- **About this exercise**: In the passage on cholesterol and human FPN1, where is the conserved CARC-1 motif located?

- **Provided passage**:
Cholesterol modulates the human FPN1 iron export function in plasma membrane liquid-ordered microdomains

Ferroportin 1 (FPN1) is the only known mammalian iron efflux transporter. This multi-pass membrane protein, which adopts the Major Facilitator Superfamily fold, is tightly controlled by serum hepcidin to assure maintenance of adequate cellular and systemic iron levels. Earlier studies have shown that cholesterol-lowering drugs can reduce FPN1 expression in liquid-ordered plasma membrane microdomains and its sensitivity to hepcidin. However, the molecular mechanism by which cholesterol depletion regulates the localization of FPN1 at the cell surface remains unknown. In biochemical experiments, we show that cholesterol depletion reduces the iron export function of FPN1. Repletion with cholesterol restores FPN1 activity. This is not observed with the diastereoisomer epicholesterol, suggesting a direct interaction between cholesterol and FPN1. Consistent with this, we demonstrate that mutants affecting the key tyrosine residues of three cholesterol-recognition amino acid consensus (CRAC/CARC) motifs have a negative impact on FPN1 activity, in manner that also decreases its abundance in ordered plasma membrane microdomains. A complementary structural analysis allows us to focus on a conserved CARC motif (CARC-1) located in a deep hydrophobic groove between transmembrane helices 1 and 5. Molecular docking suggests that this groove is well suited to cholesterol binding. All these findings indicate that the interaction between FPN1 and cholesterol is of major importance for the localization of FPN1 in ordered microdomains of the plasma membrane, which is necessary for its optimal activity, and so its responsiveness to hepcidin.

- **Given records**:
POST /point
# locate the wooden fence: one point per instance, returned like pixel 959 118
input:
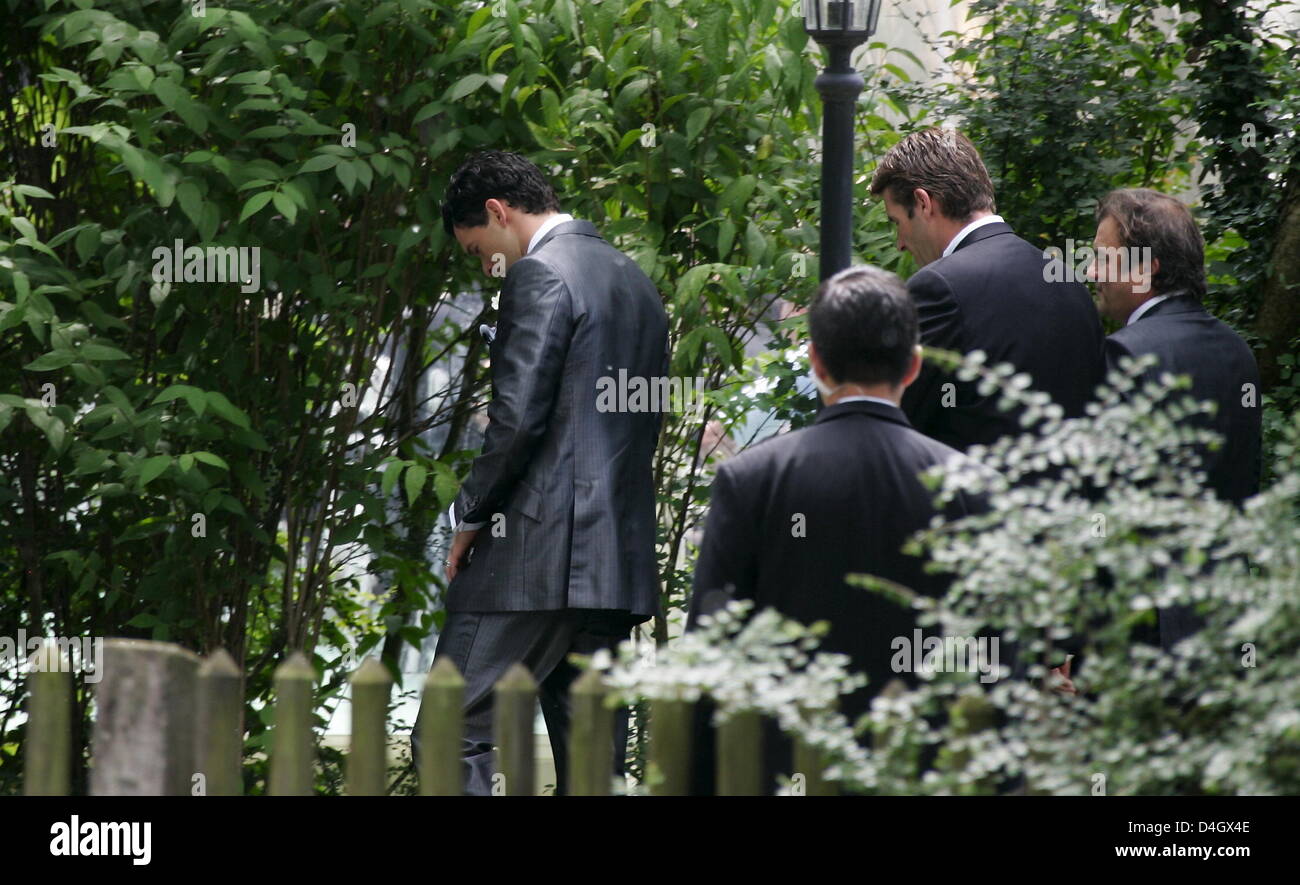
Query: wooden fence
pixel 164 715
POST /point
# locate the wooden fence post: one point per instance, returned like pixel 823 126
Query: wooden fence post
pixel 293 754
pixel 368 759
pixel 441 729
pixel 811 763
pixel 220 716
pixel 670 747
pixel 48 747
pixel 516 703
pixel 144 723
pixel 590 737
pixel 740 759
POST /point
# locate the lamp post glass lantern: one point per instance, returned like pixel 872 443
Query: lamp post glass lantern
pixel 827 20
pixel 839 25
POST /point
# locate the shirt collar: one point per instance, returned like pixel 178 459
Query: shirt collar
pixel 559 217
pixel 869 399
pixel 1145 306
pixel 961 234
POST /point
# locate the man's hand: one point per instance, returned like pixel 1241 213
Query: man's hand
pixel 460 546
pixel 1058 680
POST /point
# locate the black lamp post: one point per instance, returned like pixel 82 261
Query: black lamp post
pixel 839 25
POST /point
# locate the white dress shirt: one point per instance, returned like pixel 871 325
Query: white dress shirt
pixel 961 234
pixel 558 218
pixel 870 399
pixel 1145 306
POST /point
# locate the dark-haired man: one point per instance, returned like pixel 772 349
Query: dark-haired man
pixel 1153 287
pixel 980 287
pixel 555 524
pixel 792 516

- **Result**: In a deep hydrophobic groove between transmembrane helices 1 and 5.